- **Prompt 1**
In the passage on treating mental illness, what delivered the brief air puffs to the fruit flies in the experiment?
- **Prompt 2**
Write the next part of the passage on mental illness and brain circuits, picking up right after its last sentence.

- **Passage shown**
^^^^^^^^
David Anderson, a neurobiologist, agrees with Dr. Insel about the intense human suffering that many people are going through due to mental illnesses such as autism, depression and schizophrenia. They complain about the treatment that suspected diagnosis of depression receive (a questionnaire) in front of what suspected diagnosis of cancer get (a bunch of tests such as bone scans, blood tests, ...), and he stand up to get the reliability of the popular belief about treating mental illnesses wrong.
They denounce that our brains are treated like a kind of bag of chemicals in which we add meds in order to cure diseases, but we're doing it in rough outlines. Psychiatric disorders are actually disturbances of the neutral circuits that mediate emotion, mood and affect, and we're treating them like a lack of salt in our brain soup. In other words, we're treating a complex computer like a bag of assorted simple stuff.
Specific mental illnesses are located on some regions of our brains, so we have to focus on fixing that brain regions instead of pouring drugs all over the nervous system (If we need an oil change on a motor and we pour the oil all over the car, a little oil will end up where we want it), and that's causing awful side effects. Researches showed proof about that: some neurons are specifically designed to carry through explicit behaviours. Therefore, their manipulation can end up activating, destroying or inhibiting some processes. That can be easily done in fruit flies due to their simple brain structure, but that's a bit more difficult in humans, although it's possible.
The problem is that this study was made with fruit flies, but... Do animals have emotion-like states and/or complex mental disorders? Apparently, they do, and it's been proved since the 70s. But the puff-o-mat strenghten this theory with an experiment that delivered little brief air puffs to fruit flies put into lab's plastic tubes. As they kept recieving briefs, the flying period after the puff-o-mat stopped was longer, so it turned out something we could name as 'fruit fly hyperactivity'. That hyperactivity was persistent, long lasting and graded, which are the properties of emotion-like states. The experiment was done with mutant fruit flies as well, and it showed that some of them would need longer time to calm down. These mutations were located on dopamine receptors, so the scientists gave them cocaine, and they calmed down faster.
^^^^^^^^
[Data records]
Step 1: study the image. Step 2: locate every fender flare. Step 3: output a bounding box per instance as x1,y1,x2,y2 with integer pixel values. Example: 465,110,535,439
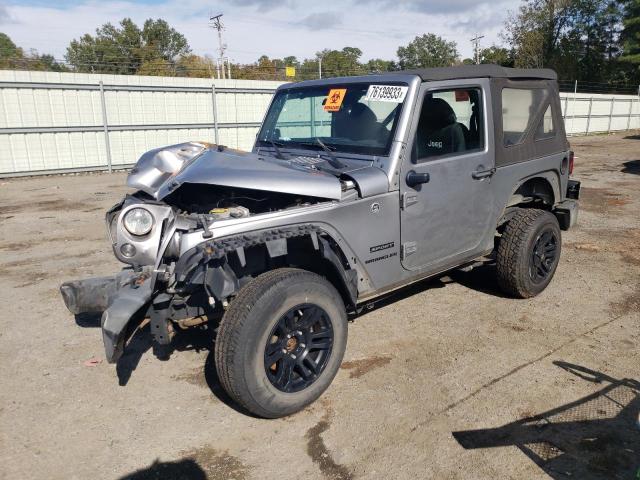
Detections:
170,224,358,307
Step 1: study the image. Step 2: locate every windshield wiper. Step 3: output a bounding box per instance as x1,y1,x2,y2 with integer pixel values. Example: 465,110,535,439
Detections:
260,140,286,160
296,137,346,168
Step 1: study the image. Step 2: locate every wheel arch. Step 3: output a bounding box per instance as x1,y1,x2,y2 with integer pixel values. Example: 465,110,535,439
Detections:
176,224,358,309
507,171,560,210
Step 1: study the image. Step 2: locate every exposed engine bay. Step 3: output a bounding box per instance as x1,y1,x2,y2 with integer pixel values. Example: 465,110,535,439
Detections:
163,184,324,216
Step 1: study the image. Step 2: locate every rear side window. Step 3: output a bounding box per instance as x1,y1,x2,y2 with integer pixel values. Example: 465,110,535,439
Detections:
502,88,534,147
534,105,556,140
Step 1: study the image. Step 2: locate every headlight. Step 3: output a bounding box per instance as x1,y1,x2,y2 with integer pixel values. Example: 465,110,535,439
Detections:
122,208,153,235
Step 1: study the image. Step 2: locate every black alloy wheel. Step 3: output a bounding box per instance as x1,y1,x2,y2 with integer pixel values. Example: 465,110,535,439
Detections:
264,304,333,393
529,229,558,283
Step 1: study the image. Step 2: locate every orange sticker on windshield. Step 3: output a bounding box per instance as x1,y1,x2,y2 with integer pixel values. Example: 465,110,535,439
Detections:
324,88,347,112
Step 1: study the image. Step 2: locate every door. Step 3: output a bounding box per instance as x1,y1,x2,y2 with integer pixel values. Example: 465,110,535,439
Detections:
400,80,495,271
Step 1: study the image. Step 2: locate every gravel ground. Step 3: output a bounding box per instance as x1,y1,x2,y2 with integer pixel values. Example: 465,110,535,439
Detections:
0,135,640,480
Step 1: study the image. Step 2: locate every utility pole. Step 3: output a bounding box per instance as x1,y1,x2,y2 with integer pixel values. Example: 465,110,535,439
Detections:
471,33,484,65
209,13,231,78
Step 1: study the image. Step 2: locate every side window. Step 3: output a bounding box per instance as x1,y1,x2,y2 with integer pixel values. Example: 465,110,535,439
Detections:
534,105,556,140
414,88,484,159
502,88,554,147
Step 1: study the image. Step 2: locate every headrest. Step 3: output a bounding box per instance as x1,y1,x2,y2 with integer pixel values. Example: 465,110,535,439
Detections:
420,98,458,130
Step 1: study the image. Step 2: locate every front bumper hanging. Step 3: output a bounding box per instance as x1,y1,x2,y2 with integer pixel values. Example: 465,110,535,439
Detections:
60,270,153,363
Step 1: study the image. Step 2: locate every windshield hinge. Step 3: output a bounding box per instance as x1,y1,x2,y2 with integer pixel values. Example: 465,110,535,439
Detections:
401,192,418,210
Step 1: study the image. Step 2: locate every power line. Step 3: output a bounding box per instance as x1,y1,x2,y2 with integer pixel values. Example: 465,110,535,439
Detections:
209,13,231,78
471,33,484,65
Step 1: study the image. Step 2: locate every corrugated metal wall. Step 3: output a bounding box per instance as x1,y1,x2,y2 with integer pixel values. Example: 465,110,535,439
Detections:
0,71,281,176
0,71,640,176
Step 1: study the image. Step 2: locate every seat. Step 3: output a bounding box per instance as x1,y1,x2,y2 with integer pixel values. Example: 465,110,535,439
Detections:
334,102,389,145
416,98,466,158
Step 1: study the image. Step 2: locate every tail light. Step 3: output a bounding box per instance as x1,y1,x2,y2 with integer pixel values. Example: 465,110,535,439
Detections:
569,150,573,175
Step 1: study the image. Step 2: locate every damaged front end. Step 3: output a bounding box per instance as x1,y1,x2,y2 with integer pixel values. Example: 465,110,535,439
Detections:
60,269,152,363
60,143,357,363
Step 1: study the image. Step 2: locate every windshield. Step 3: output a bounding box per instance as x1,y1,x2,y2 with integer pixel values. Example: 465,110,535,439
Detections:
^^^^^^^^
- **Answer space 1**
The puff-o-mat.

- **Answer space 2**
Not by chance, ADHD/ADD is caused by something we could name, using a non-scientifically accurate name, 'mutant dopamine receptors'. Flies can actually learn, and the hyperactive ones had learning disabilities, just like people who suffer from ADHD/ADD. The popular belief think that is the hyperactivity what causes the learning disability, but it comes out that that could be completely upside down: maybe it's the learning disability what causes the person to search for other things to focus their attention on because they aren't learning. But maybe they're independent factors.
Nowadays, dopamine is used to treat ADHD/ADD, but the meds that are given just pour the substance all over the brain soup instead of focusing on the areas that actually have a lack of dopamine to fix the disorder. Thus, we need a new generation of treatments that are targeted to specific neurons and specific regions of the brain that are affected in particular psychiatric disorders.
To sum up, we need more researches about the human brain in order to discover the cure to many complex mental disesases. Those researches should be focused as well on setting up new meds which should be more effective and have less side effects.